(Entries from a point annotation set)
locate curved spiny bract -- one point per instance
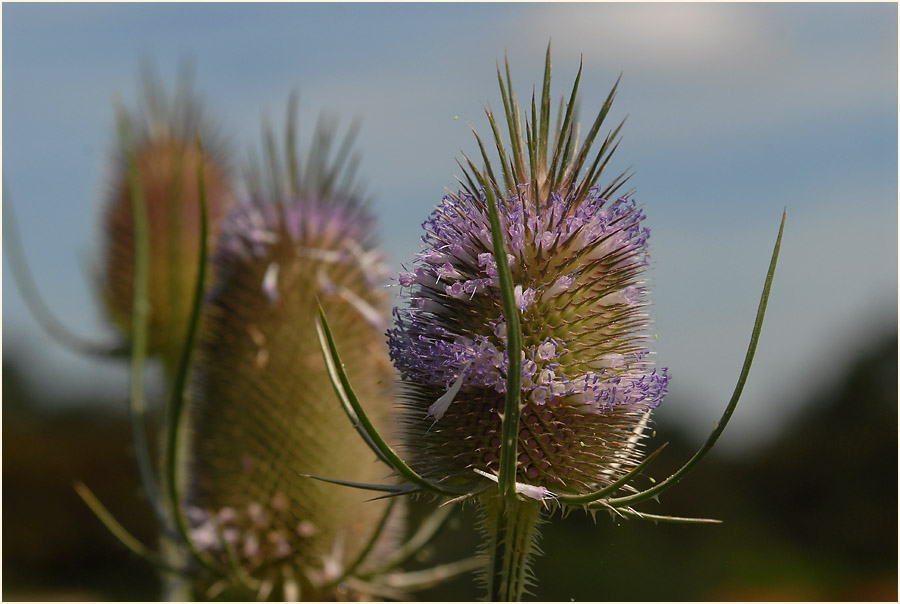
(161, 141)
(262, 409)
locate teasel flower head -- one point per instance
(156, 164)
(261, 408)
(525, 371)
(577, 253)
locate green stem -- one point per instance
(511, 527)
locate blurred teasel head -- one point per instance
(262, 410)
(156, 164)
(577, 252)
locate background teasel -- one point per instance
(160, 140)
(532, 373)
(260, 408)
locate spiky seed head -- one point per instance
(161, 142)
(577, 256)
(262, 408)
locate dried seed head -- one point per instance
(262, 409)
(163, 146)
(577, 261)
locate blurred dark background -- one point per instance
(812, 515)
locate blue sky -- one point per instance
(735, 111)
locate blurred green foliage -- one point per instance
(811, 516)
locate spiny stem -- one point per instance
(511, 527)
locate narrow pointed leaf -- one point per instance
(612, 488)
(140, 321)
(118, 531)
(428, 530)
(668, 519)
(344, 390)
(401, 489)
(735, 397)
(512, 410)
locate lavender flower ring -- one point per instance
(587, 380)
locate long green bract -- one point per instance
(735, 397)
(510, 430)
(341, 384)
==
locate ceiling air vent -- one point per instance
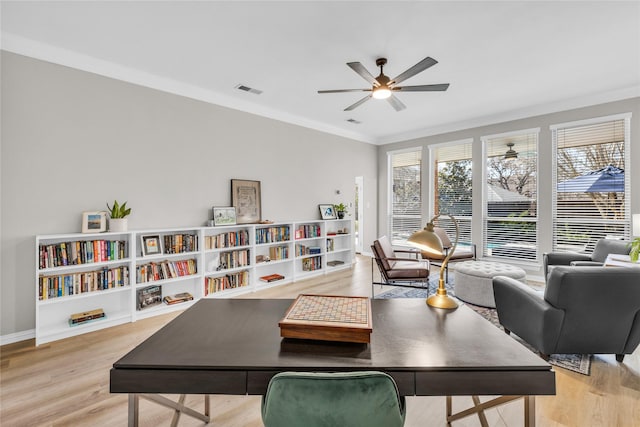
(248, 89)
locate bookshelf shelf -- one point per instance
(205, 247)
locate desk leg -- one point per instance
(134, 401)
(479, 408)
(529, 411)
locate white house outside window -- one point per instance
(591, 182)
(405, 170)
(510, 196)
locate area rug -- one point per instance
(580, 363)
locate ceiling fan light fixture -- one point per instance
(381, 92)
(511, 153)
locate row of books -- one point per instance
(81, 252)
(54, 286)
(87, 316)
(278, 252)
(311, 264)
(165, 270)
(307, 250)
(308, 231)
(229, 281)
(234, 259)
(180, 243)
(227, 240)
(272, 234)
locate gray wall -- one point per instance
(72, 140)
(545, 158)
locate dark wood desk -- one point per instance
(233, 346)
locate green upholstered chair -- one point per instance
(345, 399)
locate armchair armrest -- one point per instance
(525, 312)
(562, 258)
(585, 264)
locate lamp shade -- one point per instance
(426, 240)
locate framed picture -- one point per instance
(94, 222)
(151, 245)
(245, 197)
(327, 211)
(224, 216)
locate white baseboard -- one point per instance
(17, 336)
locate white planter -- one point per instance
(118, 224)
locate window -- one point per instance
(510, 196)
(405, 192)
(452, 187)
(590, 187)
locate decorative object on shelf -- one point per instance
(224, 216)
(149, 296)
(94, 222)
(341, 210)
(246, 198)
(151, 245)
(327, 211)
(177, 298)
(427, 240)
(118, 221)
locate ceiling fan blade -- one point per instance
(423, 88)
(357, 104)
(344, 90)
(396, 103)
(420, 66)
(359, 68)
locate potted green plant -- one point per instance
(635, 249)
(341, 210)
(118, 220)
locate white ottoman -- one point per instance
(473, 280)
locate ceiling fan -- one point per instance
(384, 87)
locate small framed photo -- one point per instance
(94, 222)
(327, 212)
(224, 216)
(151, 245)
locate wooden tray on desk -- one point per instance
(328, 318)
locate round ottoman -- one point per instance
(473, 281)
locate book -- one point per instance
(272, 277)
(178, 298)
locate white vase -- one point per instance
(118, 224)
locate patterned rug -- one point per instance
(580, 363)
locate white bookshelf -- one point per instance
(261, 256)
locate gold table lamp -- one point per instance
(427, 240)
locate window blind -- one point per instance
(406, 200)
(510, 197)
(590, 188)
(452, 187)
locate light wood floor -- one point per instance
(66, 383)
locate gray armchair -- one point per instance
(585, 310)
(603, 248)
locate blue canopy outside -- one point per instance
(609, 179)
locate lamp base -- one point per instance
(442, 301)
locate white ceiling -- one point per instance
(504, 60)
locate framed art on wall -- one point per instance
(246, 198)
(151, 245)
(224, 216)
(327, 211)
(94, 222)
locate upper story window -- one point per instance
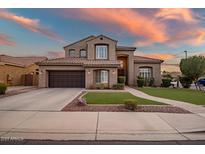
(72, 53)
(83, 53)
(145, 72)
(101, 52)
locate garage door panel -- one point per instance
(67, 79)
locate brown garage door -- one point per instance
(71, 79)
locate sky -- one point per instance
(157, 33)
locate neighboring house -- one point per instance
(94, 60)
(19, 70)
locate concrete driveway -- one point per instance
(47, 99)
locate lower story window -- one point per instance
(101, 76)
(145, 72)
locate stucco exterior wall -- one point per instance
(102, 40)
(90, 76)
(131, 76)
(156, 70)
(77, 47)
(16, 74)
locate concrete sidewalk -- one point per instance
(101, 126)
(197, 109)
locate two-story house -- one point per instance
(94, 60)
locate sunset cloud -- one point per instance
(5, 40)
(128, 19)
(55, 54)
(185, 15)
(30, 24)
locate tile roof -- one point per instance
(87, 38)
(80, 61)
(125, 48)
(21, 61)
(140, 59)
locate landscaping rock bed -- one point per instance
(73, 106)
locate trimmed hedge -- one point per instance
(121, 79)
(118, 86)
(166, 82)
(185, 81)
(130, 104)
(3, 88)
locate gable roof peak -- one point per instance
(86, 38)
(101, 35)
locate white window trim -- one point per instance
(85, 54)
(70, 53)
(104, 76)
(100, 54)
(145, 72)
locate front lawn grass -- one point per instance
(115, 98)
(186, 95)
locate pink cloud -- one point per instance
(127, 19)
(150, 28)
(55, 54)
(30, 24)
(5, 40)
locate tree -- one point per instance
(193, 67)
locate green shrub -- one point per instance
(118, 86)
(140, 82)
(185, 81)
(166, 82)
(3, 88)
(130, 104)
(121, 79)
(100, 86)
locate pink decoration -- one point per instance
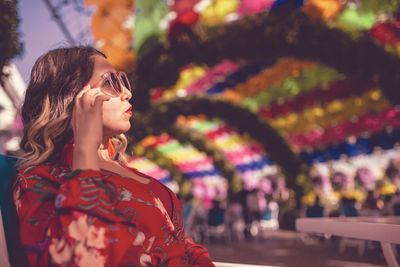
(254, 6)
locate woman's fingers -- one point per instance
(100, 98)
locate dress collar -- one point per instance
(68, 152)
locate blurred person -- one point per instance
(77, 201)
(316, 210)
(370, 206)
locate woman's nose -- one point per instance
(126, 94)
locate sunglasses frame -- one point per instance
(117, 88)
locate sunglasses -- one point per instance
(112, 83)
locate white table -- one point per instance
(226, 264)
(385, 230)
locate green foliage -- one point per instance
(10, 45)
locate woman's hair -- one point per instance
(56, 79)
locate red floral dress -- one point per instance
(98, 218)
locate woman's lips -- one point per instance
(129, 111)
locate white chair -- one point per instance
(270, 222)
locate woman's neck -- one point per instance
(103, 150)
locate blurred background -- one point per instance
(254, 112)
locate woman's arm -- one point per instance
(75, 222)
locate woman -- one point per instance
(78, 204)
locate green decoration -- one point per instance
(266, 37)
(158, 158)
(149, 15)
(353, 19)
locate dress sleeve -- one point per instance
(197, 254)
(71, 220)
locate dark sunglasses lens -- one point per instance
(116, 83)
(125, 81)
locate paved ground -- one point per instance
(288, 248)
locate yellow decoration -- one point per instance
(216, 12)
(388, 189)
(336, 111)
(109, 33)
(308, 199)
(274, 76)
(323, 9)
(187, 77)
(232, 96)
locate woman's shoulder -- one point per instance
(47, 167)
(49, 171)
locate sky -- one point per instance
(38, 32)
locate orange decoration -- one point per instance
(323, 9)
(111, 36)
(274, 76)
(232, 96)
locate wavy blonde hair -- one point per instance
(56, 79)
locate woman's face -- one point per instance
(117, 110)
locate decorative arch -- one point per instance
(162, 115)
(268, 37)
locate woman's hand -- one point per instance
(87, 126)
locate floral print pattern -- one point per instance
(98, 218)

_TASK STATEMENT_.
How many lines of the data above contain the word "background"? Give only the number.

_THE SOLUTION_.
3